→ **Исходный текст**:
┌──
Перейдем к характеристике ключевых ГПО России, сложившихся в течение длительного времени — по крайней мере, в пределах II тысячелетия н.э.

Первый из них — т.н. «остров Россия», впервые выделенный и подробно описанный В.Л. Цымбурским как устойчивый архетип геополитического развития России (Цымбурский, 1993; Ильин, 1995). В связи с этим мы не будем подробно останавливаться на его характеристике — укажем только, что этот ГПО во многом базируется на этнокультурных, цивилизационных и языковых особенностях развития Древней Руси и средневековой России, предопределивших аутентичность самого образа (Цымбурский, 1997).

Следующий ключевой ГПО — это Россия-Евразия, детально раскрытый и проработанный в рамках концепции евразийства в 1920-1930-х гг (Савицкий, 1997; Вернадский, 1996-1997). Здесь был сделан важный переход за рамки традиционных геополитических возможностей России. По сути, используя историко-географические основания, евразийцы создали мощный геополитический образ, потенциально позволяющий разрабатывать достаточно масштабные и разнообразные геостратегии.
└──
Записи разметки для сегментации:
┌──
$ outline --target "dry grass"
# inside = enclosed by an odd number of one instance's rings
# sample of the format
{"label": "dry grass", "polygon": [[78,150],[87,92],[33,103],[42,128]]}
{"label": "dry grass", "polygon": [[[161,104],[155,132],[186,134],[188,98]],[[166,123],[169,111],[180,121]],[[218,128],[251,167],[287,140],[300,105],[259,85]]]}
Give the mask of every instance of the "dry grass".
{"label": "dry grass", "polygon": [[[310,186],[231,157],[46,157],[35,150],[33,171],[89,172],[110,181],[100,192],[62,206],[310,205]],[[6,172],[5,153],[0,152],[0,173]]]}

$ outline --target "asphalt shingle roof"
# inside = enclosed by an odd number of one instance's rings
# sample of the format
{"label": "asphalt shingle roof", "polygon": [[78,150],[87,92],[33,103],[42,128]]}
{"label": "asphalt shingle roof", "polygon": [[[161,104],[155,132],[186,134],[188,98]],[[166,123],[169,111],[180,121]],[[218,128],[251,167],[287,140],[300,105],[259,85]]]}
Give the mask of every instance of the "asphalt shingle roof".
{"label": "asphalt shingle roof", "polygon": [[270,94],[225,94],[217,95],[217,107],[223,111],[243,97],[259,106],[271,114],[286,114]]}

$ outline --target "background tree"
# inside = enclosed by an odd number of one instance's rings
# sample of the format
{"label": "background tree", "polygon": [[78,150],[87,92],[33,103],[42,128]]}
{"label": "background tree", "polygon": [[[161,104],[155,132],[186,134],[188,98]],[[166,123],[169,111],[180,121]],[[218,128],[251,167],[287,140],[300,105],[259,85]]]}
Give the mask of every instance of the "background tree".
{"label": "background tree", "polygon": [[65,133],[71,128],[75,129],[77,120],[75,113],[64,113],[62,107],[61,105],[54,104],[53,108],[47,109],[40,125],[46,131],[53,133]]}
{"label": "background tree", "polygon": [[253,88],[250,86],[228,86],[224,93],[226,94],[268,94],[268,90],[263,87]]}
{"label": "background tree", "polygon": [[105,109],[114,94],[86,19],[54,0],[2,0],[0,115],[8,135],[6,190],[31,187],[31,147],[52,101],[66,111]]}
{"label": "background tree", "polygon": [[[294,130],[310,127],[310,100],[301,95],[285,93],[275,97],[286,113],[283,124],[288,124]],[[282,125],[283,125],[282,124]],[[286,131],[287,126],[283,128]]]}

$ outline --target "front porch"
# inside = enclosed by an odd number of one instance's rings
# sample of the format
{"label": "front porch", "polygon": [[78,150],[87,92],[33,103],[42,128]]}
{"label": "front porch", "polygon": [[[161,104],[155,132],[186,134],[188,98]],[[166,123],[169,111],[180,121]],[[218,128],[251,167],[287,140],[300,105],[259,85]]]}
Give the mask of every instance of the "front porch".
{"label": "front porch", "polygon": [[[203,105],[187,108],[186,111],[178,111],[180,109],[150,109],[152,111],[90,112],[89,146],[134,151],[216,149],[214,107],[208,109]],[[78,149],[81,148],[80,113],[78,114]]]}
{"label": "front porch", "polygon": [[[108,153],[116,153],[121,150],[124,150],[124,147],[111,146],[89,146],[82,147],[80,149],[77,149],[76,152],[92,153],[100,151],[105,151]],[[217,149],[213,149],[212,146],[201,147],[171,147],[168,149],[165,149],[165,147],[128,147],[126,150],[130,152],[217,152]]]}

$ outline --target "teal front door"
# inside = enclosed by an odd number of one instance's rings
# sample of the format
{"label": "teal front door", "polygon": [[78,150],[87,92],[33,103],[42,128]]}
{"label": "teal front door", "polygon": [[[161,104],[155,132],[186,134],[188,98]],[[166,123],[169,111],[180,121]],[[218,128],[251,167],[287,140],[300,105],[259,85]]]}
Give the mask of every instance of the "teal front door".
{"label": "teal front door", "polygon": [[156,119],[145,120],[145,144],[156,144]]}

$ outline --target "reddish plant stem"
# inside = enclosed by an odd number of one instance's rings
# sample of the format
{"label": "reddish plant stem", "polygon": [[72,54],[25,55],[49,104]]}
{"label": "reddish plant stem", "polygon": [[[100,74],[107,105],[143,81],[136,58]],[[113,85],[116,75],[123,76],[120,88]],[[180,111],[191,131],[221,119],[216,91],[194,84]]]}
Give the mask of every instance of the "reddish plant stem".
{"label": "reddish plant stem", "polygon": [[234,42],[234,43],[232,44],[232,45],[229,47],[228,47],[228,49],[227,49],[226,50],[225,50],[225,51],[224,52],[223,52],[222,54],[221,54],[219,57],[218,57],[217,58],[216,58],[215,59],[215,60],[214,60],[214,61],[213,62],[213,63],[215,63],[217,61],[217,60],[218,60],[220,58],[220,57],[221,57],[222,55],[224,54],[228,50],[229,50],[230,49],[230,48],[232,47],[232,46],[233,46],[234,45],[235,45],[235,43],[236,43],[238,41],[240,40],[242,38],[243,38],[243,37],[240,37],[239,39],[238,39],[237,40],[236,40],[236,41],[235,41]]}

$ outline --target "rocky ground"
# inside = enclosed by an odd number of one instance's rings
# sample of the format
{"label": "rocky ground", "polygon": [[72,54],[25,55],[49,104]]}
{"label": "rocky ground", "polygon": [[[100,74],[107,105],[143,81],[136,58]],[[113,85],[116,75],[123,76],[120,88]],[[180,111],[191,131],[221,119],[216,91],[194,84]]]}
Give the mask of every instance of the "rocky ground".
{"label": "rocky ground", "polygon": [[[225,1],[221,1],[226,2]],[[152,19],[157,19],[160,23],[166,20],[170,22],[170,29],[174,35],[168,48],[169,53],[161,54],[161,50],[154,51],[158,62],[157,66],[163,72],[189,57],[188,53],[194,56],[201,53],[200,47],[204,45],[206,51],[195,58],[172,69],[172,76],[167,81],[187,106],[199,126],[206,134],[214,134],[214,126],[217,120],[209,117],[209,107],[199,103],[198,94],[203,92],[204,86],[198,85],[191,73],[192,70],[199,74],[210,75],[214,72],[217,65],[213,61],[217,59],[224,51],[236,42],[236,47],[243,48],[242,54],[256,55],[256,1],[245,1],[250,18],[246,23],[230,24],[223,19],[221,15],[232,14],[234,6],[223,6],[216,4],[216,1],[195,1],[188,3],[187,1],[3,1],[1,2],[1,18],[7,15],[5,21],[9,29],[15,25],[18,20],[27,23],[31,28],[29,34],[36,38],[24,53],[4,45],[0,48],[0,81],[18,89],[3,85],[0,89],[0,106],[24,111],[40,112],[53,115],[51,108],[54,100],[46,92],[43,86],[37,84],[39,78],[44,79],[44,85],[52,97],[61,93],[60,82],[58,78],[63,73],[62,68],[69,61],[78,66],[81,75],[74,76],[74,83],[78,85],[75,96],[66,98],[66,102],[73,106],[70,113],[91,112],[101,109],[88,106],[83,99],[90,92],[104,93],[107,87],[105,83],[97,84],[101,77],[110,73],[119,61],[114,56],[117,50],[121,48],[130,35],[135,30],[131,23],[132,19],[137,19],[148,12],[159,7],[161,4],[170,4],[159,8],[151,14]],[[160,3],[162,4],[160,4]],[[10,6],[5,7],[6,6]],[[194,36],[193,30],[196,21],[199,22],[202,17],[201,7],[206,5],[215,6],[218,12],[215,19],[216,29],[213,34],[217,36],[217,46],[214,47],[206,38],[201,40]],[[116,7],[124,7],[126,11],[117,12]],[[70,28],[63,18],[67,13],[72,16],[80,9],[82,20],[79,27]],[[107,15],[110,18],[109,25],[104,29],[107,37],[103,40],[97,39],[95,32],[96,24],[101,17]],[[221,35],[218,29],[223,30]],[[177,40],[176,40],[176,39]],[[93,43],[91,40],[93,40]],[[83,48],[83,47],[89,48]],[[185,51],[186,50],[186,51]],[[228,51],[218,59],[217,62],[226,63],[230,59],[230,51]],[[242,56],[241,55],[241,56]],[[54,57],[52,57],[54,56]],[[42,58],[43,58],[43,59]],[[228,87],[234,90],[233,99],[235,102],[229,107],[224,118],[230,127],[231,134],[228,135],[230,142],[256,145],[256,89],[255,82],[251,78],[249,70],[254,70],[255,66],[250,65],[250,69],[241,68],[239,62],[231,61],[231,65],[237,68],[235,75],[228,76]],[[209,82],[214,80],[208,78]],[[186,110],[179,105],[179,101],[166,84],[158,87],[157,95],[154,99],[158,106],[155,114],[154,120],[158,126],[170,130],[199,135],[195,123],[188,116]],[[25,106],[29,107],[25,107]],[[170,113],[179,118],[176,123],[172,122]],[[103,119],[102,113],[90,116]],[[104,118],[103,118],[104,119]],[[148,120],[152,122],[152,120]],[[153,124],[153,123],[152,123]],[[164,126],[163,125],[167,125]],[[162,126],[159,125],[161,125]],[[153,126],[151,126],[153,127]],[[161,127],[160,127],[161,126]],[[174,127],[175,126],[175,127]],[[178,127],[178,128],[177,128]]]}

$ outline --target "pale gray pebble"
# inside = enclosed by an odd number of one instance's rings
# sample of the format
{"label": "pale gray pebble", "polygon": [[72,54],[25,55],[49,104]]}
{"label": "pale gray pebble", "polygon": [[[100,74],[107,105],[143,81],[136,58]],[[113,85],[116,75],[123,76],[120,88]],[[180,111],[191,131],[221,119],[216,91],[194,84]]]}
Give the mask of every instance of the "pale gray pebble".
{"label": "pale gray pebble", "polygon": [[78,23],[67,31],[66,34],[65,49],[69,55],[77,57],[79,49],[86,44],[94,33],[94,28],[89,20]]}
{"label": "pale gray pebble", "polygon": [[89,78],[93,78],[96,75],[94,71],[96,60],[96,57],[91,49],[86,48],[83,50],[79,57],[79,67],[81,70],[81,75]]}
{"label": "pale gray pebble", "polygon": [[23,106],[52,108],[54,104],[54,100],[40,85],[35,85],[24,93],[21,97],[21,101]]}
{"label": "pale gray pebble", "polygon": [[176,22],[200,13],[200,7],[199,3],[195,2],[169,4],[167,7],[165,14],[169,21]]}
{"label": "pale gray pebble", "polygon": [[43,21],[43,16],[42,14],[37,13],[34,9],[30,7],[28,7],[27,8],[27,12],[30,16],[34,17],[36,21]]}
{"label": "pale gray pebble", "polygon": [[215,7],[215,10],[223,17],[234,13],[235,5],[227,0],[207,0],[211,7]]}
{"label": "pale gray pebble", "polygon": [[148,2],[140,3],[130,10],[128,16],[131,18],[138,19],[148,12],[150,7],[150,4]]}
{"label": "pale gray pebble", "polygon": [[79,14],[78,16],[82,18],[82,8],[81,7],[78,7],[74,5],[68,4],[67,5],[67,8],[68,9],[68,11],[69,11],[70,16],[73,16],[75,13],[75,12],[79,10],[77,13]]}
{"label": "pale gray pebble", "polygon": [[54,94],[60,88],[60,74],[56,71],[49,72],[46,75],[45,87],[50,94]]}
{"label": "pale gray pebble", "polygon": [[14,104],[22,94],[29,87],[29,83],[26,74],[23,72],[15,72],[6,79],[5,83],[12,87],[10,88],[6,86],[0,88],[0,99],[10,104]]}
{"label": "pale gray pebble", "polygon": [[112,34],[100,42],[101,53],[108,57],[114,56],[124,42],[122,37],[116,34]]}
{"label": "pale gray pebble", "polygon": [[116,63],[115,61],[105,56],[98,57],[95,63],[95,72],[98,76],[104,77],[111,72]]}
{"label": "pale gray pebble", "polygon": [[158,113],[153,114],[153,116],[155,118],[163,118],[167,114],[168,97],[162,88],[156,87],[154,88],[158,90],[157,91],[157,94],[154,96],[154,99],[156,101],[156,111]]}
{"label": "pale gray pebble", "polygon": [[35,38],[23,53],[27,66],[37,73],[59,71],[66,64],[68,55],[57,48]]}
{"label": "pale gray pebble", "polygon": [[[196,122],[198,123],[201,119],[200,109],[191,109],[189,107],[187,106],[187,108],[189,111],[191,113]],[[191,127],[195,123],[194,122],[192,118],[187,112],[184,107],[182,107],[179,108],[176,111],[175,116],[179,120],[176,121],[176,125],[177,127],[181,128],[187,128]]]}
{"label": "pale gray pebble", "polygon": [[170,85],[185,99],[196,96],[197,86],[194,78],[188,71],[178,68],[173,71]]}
└──
→ **Что требуется сделать**:
1. Кем, согласно тексту о геополитических образах России, впервые выделен и подробно описан образ «остров Россия»?
2. Подсчитайте строки листинга, в которых встречается строка «target», с учетом регистра. Укажите только число.

→ **Ответы по заданиям**:
1. В.Л. Цымбурским.

2. 8